» TASK
Exactly retype the lines below from the one containing "Report x and y for each instance of the white lighthouse" through the end of the listing. Leave pictures out.

» DATASET RECORDS
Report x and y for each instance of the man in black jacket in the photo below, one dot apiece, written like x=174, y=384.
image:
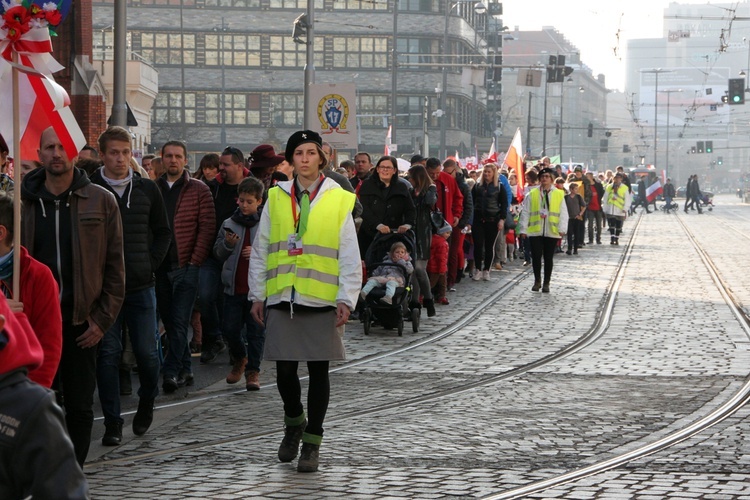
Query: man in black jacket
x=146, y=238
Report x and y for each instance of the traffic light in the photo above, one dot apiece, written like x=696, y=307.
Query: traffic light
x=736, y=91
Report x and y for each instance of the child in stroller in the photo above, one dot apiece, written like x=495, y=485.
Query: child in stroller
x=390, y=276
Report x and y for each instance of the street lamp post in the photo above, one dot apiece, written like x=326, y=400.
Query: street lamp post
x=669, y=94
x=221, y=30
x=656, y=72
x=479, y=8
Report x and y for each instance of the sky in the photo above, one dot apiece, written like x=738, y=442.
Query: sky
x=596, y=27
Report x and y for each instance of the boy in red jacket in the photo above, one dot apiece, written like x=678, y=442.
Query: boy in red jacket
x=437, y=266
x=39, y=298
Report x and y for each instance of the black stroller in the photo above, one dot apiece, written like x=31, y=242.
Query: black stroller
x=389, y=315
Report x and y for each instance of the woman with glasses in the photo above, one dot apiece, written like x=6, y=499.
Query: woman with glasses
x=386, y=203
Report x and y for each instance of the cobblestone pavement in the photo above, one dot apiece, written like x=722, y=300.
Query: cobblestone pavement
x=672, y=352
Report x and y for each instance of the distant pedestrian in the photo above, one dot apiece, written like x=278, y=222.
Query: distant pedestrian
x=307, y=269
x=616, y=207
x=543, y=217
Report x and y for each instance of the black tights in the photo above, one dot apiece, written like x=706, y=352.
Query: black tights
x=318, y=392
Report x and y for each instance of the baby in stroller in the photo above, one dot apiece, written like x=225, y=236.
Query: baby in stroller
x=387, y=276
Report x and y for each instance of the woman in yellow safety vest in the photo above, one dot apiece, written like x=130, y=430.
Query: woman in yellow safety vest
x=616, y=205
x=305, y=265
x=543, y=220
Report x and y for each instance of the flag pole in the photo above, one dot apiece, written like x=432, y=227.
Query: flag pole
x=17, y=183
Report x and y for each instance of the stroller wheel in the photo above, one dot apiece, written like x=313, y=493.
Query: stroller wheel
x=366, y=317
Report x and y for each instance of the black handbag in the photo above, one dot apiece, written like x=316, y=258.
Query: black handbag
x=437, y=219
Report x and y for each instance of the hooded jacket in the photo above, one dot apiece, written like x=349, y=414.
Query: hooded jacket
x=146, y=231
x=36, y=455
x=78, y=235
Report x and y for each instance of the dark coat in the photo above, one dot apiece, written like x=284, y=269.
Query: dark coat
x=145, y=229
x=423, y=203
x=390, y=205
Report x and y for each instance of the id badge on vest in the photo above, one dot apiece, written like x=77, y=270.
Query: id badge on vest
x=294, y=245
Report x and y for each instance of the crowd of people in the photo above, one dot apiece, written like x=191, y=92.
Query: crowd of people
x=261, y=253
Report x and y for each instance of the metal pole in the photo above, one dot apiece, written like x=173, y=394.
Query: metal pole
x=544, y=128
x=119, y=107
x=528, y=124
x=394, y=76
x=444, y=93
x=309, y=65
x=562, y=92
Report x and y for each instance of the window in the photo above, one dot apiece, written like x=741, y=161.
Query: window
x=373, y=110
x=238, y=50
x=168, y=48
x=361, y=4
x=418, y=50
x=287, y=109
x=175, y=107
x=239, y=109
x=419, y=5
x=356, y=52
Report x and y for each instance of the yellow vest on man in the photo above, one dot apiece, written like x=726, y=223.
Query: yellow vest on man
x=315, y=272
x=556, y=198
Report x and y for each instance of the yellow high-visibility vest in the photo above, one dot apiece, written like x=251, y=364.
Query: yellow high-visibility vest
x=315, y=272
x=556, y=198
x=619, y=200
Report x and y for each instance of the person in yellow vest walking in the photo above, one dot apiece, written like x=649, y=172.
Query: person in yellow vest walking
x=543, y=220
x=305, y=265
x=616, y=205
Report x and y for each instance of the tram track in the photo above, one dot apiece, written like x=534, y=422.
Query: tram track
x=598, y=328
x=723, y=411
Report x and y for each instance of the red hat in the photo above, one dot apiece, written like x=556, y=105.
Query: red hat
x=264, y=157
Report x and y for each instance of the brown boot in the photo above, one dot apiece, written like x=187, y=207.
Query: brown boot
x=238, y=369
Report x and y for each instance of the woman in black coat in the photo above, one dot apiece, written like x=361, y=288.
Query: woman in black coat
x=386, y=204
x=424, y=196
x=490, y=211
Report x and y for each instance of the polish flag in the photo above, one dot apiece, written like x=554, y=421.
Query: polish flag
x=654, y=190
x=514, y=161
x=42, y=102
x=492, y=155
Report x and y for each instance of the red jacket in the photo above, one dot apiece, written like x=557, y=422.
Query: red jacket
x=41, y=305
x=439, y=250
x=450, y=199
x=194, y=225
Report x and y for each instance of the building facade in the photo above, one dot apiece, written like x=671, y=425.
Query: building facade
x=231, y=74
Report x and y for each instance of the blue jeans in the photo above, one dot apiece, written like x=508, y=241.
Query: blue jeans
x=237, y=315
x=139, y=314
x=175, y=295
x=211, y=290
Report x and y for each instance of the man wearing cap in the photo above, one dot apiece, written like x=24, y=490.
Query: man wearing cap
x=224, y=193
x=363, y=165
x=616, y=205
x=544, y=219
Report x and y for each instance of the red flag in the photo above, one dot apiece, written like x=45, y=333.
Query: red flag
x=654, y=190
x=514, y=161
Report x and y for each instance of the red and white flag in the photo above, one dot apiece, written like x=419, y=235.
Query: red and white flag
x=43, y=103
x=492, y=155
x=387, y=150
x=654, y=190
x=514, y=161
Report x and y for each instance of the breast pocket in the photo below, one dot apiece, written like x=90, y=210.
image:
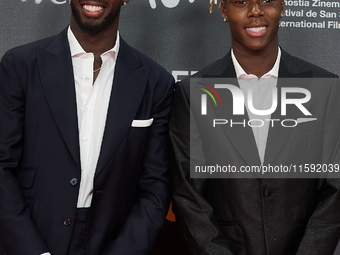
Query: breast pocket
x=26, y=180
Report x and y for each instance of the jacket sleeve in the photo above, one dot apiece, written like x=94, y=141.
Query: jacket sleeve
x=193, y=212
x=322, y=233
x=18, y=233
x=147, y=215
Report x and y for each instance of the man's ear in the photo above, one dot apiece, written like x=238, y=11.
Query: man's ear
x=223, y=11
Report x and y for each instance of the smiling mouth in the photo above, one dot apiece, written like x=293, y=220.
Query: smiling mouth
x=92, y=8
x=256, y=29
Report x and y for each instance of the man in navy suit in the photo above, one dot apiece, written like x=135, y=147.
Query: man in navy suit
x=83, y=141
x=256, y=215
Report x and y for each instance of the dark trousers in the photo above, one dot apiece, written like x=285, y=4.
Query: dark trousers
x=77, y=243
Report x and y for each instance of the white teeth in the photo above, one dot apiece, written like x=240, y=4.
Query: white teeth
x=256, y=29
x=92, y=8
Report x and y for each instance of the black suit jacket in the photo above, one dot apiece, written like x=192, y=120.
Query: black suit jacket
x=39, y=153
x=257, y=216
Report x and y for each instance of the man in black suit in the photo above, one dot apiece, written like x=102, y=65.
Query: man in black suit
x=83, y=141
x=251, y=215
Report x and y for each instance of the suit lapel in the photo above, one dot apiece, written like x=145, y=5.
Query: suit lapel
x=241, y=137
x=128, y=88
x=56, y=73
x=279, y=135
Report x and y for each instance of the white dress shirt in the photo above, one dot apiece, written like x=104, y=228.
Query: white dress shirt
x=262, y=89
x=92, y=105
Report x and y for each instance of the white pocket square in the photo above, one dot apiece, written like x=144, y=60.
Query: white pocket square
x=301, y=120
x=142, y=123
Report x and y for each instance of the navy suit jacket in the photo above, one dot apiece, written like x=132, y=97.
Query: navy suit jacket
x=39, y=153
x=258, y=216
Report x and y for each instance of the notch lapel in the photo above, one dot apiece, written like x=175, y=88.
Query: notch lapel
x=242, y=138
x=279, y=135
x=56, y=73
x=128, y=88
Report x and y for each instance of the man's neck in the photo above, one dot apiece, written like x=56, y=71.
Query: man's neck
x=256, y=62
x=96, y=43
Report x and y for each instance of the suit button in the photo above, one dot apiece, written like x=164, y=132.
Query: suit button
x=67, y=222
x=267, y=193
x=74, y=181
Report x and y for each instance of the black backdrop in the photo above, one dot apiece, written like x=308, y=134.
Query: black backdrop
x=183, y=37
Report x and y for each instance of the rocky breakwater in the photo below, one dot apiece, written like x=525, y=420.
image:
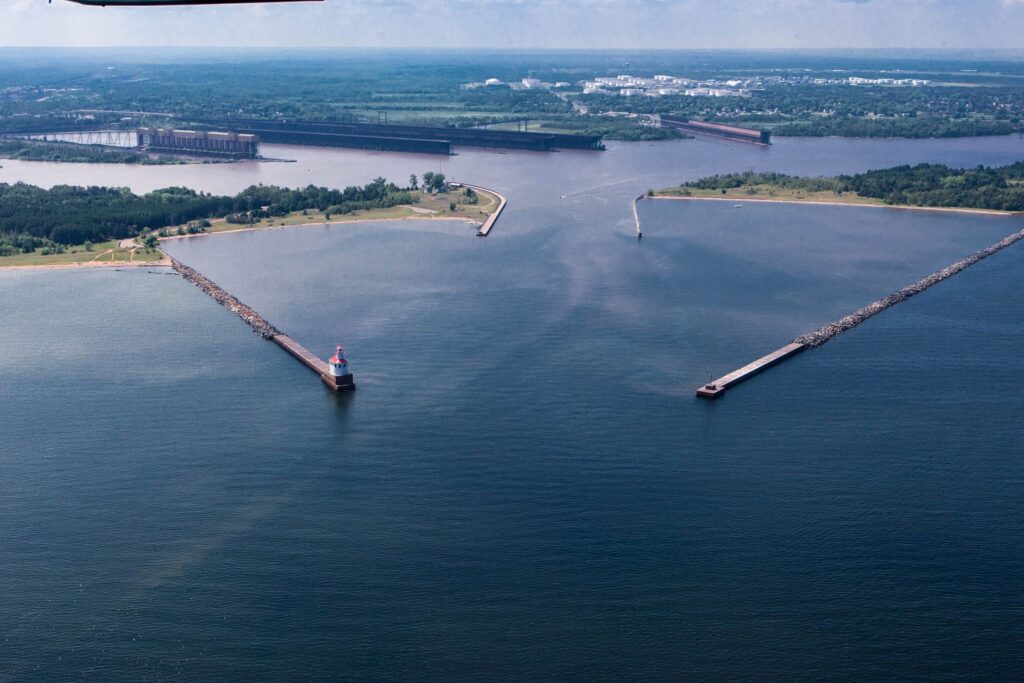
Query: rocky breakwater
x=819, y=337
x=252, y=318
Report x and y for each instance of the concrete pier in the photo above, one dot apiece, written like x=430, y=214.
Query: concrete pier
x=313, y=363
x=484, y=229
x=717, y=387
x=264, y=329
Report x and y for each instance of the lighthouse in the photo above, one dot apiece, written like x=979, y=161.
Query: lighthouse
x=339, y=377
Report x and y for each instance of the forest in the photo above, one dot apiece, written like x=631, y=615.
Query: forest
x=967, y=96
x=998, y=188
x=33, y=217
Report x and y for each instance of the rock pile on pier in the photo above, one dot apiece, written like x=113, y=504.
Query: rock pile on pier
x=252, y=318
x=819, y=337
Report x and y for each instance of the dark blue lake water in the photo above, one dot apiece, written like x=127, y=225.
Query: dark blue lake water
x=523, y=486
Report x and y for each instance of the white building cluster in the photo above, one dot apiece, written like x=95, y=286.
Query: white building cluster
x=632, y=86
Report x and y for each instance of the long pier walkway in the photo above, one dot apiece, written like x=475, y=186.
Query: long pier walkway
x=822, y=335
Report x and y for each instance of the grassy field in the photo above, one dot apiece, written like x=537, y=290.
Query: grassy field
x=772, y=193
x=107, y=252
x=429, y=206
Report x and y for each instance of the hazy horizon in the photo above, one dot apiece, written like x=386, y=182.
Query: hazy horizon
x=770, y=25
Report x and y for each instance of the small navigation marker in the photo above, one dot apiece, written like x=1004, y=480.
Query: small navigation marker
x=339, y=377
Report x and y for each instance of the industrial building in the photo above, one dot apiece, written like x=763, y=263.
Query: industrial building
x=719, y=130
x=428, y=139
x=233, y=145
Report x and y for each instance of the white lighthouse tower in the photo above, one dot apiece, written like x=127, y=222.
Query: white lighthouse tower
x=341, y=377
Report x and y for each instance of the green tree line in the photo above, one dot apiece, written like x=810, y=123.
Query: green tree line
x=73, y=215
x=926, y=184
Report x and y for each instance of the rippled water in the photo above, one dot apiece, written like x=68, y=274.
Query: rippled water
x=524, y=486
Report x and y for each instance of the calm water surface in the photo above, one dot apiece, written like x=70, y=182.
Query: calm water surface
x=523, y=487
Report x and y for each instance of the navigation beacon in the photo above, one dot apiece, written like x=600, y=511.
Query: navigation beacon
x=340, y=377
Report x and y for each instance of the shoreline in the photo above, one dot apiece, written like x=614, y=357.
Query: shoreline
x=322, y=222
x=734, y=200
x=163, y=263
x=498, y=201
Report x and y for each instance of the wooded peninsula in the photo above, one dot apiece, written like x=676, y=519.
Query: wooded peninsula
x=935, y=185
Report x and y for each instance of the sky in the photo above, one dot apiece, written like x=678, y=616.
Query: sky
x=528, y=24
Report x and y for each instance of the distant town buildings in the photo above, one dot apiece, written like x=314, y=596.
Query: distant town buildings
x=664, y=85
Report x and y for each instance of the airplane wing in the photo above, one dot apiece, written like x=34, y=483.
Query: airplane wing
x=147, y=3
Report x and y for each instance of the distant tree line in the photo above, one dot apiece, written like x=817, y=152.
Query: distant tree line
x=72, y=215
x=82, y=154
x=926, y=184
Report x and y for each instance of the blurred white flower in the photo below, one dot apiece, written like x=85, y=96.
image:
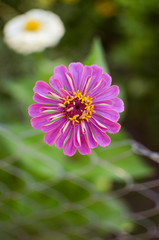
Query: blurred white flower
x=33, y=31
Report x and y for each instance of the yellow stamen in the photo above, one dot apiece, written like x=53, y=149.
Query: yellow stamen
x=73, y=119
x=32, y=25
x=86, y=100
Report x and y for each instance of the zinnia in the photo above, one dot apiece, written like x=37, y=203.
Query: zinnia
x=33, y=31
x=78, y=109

» PROBLEM SOLUTION
Report x and y for each instance of the white lighthouse tower in the photo above, one dot apiece, written like x=127, y=222.
Query: white lighthouse tower
x=341, y=377
Report x and y for each instance of the green tree line in the photo above, one dot apiece, written like x=810, y=123.
Query: green tree line
x=73, y=215
x=926, y=184
Report x and y for each instance of the rippled water in the photo above, one dot apiece, written like x=68, y=274.
Query: rippled water
x=524, y=486
Report x and y for each instance of the calm water surface in the photo above, one dot apiece, written like x=70, y=182.
Query: calm water surface
x=523, y=487
Report x and y for each instance of the navigation beacon in the photo above, one dot apiece, written like x=600, y=511.
Query: navigation beacon
x=340, y=377
Report x and y for each instance of the shoreline in the photo above, one dot apiece, written like x=614, y=357.
Query: shoreline
x=322, y=222
x=734, y=200
x=163, y=263
x=498, y=201
Report x and y for each instance of the wooded peninsula in the photo above, one dot apiece, written like x=676, y=519.
Query: wooded peninsula
x=935, y=185
Report x and y for each instance of the sky in the photo above, one dot apiece, written like x=678, y=616.
Query: sky
x=528, y=24
Report x and y for each instance of the distant town buildings in the photo above, one dot apiece, written like x=314, y=596.
Query: distant town buildings
x=664, y=85
Report x and y for each instance of the airplane wing in the photo above, one dot apiece, written like x=34, y=483.
Query: airplane wing
x=147, y=3
Report x and y for each instance of the distant tree line in the photo above, one dot apiece, written like x=817, y=152.
Query: distant tree line
x=72, y=215
x=82, y=154
x=926, y=184
Report x and y for each instance of the blurred white flower in the photo below, one dot apiece, written like x=85, y=96.
image:
Query: blurred white flower
x=33, y=31
Report x and y for each instance of the yellow stamen in the photo above, one dot apiece, written like x=53, y=149.
Query: yellow stamen
x=73, y=119
x=32, y=25
x=86, y=100
Report x and y for each instance of the zinnia in the photo above, one dot apiece, written like x=37, y=203.
Query: zinnia
x=33, y=31
x=78, y=109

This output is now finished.